Corporate giving has its roots in the historical concept of noblesse oblige — the idea that those who are more fortunate have an obligation to act responsibly and to generously support those who are less fortunate. Steel magnate Andrew Carnergie embodied this belief. The man who was unarguably one of the wealthiest, most astute businessmen of his era also pioneered the sphere of corporate giving. In his lifetime, he donated to thousands of individuals and causes. His most enduring legacy, though, may be in the way he used his fortune to support public education through the establishment of schools, universities and some 2,500 public libraries around the world. 

He also openly championed his philosophy that those who accumulate great wealth have a responsibility to manage and administer it in a way that benefits those less fortunate. In his own words, “…the millionaire will be but a trustee for the poor; intrusted for a season with a great part of the increased wealth of the community, but administering it for the community far better than it could or would have done for itself.”

========

## [SHORT PROBLEM A]
Write out the records below word for word, omitting the picture.

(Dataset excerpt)

========

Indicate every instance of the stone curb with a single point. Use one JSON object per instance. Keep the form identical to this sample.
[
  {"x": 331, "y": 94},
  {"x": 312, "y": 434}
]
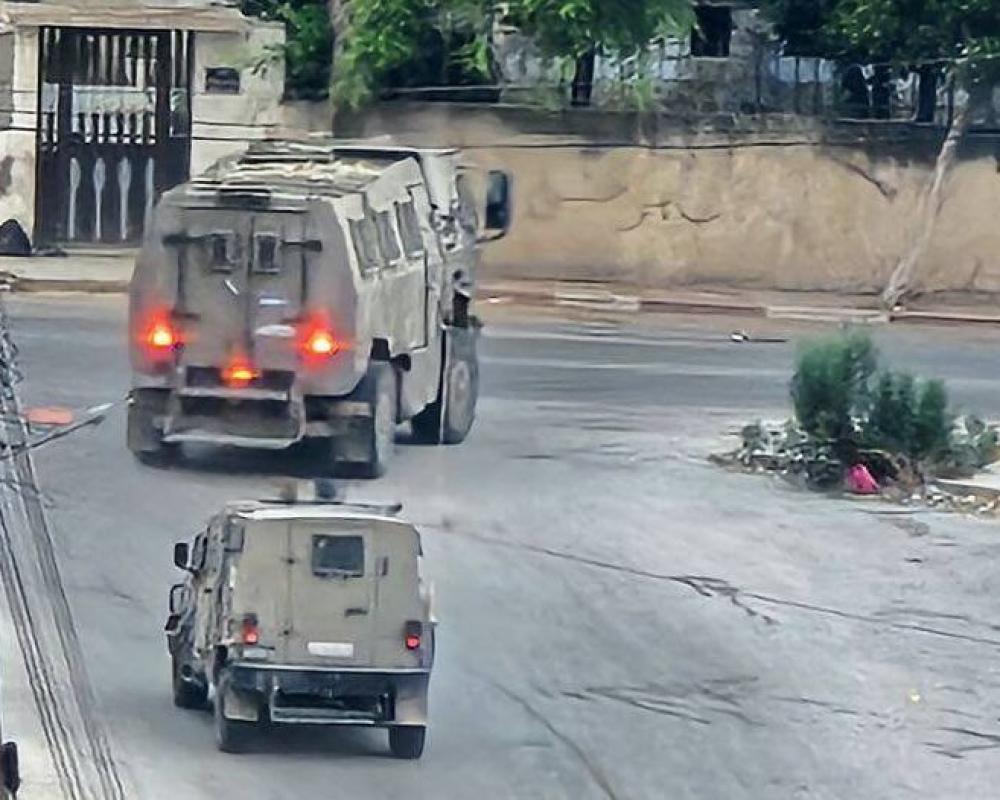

========

## [SHORT PROBLEM B]
Reproduce the passage on corporate giving word for word, between "Corporate giving has" and "around the world.", inclusive.

## [WRITTEN ANSWER A]
Indicate every instance of the stone curb with a single point. Use one JSON object per instance. Keep the form identical to this sample.
[
  {"x": 331, "y": 94},
  {"x": 312, "y": 434}
]

## [WRITTEN ANSWER B]
Corporate giving has its roots in the historical concept of noblesse oblige — the idea that those who are more fortunate have an obligation to act responsibly and to generously support those who are less fortunate. Steel magnate Andrew Carnergie embodied this belief. The man who was unarguably one of the wealthiest, most astute businessmen of his era also pioneered the sphere of corporate giving. In his lifetime, he donated to thousands of individuals and causes. His most enduring legacy, though, may be in the way he used his fortune to support public education through the establishment of schools, universities and some 2,500 public libraries around the world.